* **WORK ITEM**
Would you please print the data a second time, exactly as it stands?
____
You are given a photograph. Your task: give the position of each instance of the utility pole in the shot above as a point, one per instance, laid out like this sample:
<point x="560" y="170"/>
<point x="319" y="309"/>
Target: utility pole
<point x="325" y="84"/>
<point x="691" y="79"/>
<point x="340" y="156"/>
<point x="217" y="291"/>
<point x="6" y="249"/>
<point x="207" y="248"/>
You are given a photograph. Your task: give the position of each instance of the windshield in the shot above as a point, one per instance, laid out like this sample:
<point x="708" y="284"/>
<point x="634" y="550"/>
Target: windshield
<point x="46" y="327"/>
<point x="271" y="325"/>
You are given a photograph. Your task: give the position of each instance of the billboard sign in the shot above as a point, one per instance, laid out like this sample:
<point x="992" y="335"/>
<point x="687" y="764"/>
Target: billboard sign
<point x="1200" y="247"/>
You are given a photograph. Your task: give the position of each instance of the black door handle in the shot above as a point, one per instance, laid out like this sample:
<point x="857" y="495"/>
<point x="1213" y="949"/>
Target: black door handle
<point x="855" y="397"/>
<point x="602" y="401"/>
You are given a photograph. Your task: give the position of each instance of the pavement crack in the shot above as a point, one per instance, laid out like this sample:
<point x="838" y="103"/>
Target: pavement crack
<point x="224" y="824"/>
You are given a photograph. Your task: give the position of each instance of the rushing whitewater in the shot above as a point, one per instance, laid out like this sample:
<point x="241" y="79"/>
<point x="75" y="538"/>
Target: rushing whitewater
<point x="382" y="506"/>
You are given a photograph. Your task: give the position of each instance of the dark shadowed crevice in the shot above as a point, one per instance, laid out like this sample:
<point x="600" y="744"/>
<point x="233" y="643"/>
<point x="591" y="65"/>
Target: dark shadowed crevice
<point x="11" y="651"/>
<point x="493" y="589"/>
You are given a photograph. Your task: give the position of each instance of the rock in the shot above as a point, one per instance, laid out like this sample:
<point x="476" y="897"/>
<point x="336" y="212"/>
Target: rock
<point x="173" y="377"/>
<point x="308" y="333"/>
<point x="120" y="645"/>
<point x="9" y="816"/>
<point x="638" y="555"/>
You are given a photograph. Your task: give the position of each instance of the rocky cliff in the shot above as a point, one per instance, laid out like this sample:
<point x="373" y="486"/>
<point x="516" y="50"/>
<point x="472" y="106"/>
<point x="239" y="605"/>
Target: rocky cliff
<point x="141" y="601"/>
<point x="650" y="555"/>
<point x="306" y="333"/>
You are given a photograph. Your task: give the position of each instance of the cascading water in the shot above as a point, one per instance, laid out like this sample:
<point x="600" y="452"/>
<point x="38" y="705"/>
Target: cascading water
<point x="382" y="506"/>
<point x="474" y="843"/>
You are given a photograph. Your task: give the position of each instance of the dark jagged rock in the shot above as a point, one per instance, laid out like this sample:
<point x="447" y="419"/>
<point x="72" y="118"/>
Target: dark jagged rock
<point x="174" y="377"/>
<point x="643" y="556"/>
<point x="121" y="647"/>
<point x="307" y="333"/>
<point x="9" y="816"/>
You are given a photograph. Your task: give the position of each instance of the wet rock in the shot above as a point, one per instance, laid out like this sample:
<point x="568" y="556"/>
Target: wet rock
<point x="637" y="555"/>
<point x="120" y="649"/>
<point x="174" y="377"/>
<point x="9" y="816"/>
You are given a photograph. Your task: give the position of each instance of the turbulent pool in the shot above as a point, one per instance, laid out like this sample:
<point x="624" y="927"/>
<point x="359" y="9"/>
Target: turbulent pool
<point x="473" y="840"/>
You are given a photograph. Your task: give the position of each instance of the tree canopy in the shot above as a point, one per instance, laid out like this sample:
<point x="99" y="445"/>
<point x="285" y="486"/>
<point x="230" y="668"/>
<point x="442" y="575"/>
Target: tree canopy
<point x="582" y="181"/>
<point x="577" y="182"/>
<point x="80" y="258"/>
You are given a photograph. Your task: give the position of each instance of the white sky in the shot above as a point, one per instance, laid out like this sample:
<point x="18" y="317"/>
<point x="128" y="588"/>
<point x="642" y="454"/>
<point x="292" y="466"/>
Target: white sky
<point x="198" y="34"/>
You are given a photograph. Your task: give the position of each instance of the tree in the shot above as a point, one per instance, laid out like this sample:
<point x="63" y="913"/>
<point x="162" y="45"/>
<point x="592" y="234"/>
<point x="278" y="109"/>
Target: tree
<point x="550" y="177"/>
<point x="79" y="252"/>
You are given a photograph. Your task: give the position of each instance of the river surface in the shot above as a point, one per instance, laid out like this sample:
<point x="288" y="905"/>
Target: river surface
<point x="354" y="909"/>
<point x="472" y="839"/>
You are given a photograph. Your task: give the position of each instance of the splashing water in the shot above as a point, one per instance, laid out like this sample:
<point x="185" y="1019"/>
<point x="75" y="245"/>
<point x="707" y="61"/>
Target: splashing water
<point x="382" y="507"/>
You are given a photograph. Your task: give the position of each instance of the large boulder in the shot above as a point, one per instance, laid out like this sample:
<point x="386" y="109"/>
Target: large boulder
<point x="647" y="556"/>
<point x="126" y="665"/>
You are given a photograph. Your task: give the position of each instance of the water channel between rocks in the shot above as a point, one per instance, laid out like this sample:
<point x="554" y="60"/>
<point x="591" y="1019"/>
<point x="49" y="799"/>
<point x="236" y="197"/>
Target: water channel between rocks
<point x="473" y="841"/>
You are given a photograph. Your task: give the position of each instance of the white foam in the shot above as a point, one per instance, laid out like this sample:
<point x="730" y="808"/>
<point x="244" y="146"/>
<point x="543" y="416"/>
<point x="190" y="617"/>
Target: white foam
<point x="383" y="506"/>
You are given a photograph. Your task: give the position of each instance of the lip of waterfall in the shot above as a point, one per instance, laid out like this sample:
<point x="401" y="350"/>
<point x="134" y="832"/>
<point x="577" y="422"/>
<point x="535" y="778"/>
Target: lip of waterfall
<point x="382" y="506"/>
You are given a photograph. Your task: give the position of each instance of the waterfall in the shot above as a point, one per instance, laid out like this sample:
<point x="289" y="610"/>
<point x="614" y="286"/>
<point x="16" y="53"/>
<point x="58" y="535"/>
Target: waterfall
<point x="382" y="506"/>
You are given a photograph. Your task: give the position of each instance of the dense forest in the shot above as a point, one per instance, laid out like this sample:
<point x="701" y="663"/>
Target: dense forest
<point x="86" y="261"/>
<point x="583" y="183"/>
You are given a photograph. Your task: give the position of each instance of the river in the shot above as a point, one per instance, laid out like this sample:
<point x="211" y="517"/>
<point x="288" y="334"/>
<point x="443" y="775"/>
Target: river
____
* **PROBLEM SOLUTION**
You are given a photograph. Your task: give the position of each instance of the utility pole in the shot above as a point, one per instance, laid out like this sample:
<point x="560" y="170"/>
<point x="319" y="309"/>
Target: utility pole
<point x="325" y="84"/>
<point x="691" y="79"/>
<point x="340" y="156"/>
<point x="217" y="291"/>
<point x="6" y="249"/>
<point x="207" y="248"/>
You are given a photograph. Your task: give the position of each instance of the windshield in the shot above as a point, one per instance, laid out like this sample:
<point x="708" y="284"/>
<point x="634" y="550"/>
Target: windshield
<point x="46" y="327"/>
<point x="271" y="325"/>
You are given a photograph. Your task: give the position of each instance of the billboard sign in the shot above as a point, one per instance, laid out like this sample:
<point x="992" y="335"/>
<point x="687" y="764"/>
Target: billboard sign
<point x="1200" y="247"/>
You are given a photograph. Your task: give the position of each instance of the black door handle in the shot above as a point, one per instance, laid out like this sample:
<point x="857" y="495"/>
<point x="1213" y="949"/>
Target: black door handle
<point x="855" y="397"/>
<point x="602" y="401"/>
You are given a photograph. Your task: give the position of each instance of the pavement crack in the shot above as a point, one per instance, laid out like this sample:
<point x="838" y="103"/>
Target: pavement crack
<point x="224" y="824"/>
You are given a photograph. Your task: give the position of each instance of the rushing whitewater in the shot above as a point, one per instance, laid out like this sample:
<point x="241" y="79"/>
<point x="75" y="538"/>
Target: rushing whitewater
<point x="382" y="506"/>
You are given a photograph. Your task: give the position of each instance of the dark shadowed crevice in the shot above as a point, one per instance, laid out like this sample:
<point x="600" y="744"/>
<point x="233" y="643"/>
<point x="591" y="65"/>
Target: dark shadowed crevice
<point x="11" y="651"/>
<point x="493" y="589"/>
You are given a photograph. Your task: give the position of each instance of the rock in the shot above as a point, one per instance, laid out like this sample:
<point x="476" y="897"/>
<point x="336" y="212"/>
Target: rock
<point x="173" y="377"/>
<point x="308" y="333"/>
<point x="120" y="645"/>
<point x="9" y="816"/>
<point x="638" y="555"/>
You are given a photograph. Your task: give the position of each instance of the rocky cliff in the shot above as a point, one per instance, laid out like this sample:
<point x="373" y="486"/>
<point x="516" y="50"/>
<point x="472" y="106"/>
<point x="239" y="605"/>
Target: rocky cliff
<point x="141" y="601"/>
<point x="650" y="555"/>
<point x="306" y="333"/>
You are given a photograph. Your task: give the position of each instance of the cascading water in the shot above as a point, one per instance, laid out like this sample:
<point x="600" y="452"/>
<point x="38" y="705"/>
Target: cascading water
<point x="382" y="506"/>
<point x="474" y="843"/>
You are given a photograph. Your task: give the position of each instance of the dark jagged rock in the shot above as a point, one per instance, laid out like this sample:
<point x="447" y="419"/>
<point x="72" y="118"/>
Target: dark jagged rock
<point x="174" y="377"/>
<point x="643" y="556"/>
<point x="121" y="647"/>
<point x="307" y="333"/>
<point x="9" y="816"/>
You are given a photograph. Your task: give the position of each instance of the wet rock in the shot above as a point, one per instance, laid out like this sample:
<point x="568" y="556"/>
Target: wet rock
<point x="637" y="555"/>
<point x="120" y="649"/>
<point x="174" y="377"/>
<point x="9" y="816"/>
You are given a photograph. Your task: give the position of each instance of the turbulent pool in the shot above as a point, one per instance, laid out like this sample:
<point x="624" y="927"/>
<point x="359" y="9"/>
Target: turbulent pool
<point x="473" y="840"/>
You are given a photograph. Your task: give the position of each instance of the tree canopy in the shot above as a point, one per instance, laid out like this sample:
<point x="99" y="445"/>
<point x="285" y="486"/>
<point x="230" y="668"/>
<point x="442" y="575"/>
Target: tree canopy
<point x="582" y="181"/>
<point x="577" y="182"/>
<point x="80" y="258"/>
You are given a photograph. Your task: give the position of each instance of the white sky in the shot above as a point, one per instance, laid out like this sample:
<point x="18" y="317"/>
<point x="128" y="588"/>
<point x="642" y="454"/>
<point x="292" y="466"/>
Target: white sky
<point x="198" y="34"/>
You are given a photograph. Your task: give the position of each instance of the tree in the shot above as a point, one per instance, laid out like this sample:
<point x="63" y="913"/>
<point x="162" y="45"/>
<point x="592" y="234"/>
<point x="278" y="109"/>
Target: tree
<point x="550" y="177"/>
<point x="79" y="252"/>
You are given a photograph. Your task: give the position of each instance of the river surface in the shot above as a point, one per instance, laid out like this sample:
<point x="288" y="905"/>
Target: river surface
<point x="354" y="909"/>
<point x="472" y="839"/>
You are given a photograph. Your task: give the position of each instance of the splashing water in the shot above as a point, one per instance, laid out like this sample:
<point x="185" y="1019"/>
<point x="75" y="245"/>
<point x="707" y="61"/>
Target: splashing water
<point x="382" y="507"/>
You are given a photograph. Your task: give the position of each instance of the large boulder in the shot above as a point, one per instance, laid out like this sample:
<point x="386" y="109"/>
Target: large boulder
<point x="647" y="556"/>
<point x="126" y="665"/>
You are given a photograph. Your task: give the position of each instance of the water channel between rocks in the shot above as a point, one per instance, laid out like this sample:
<point x="554" y="60"/>
<point x="591" y="1019"/>
<point x="49" y="799"/>
<point x="236" y="197"/>
Target: water channel between rocks
<point x="473" y="841"/>
You are given a photograph. Your task: give the position of each instance of the white foam in the shot above as a point, one per instance, laid out like this sample:
<point x="730" y="808"/>
<point x="244" y="146"/>
<point x="543" y="416"/>
<point x="190" y="617"/>
Target: white foam
<point x="383" y="506"/>
You are given a photograph. Your task: give the position of each instance of the lip of waterfall in the shot above as a point, one per instance, laid out like this sample:
<point x="401" y="350"/>
<point x="134" y="832"/>
<point x="577" y="422"/>
<point x="535" y="778"/>
Target: lip of waterfall
<point x="382" y="506"/>
You are given a photograph. Your task: give the position of each instance of the waterfall in the shot above as a point, one per instance, laid out like this sample:
<point x="289" y="610"/>
<point x="614" y="286"/>
<point x="16" y="53"/>
<point x="58" y="535"/>
Target: waterfall
<point x="382" y="506"/>
You are given a photograph. Your task: give the position of each instance of the dense forest in the shot above as a point, one per instance, laid out like this sample:
<point x="701" y="663"/>
Target: dense forest
<point x="86" y="261"/>
<point x="583" y="183"/>
You are given a photograph. Your task: give the position of each instance of the river in the shot above as a point, one per instance, laid out like this sample:
<point x="211" y="517"/>
<point x="288" y="334"/>
<point x="443" y="775"/>
Target: river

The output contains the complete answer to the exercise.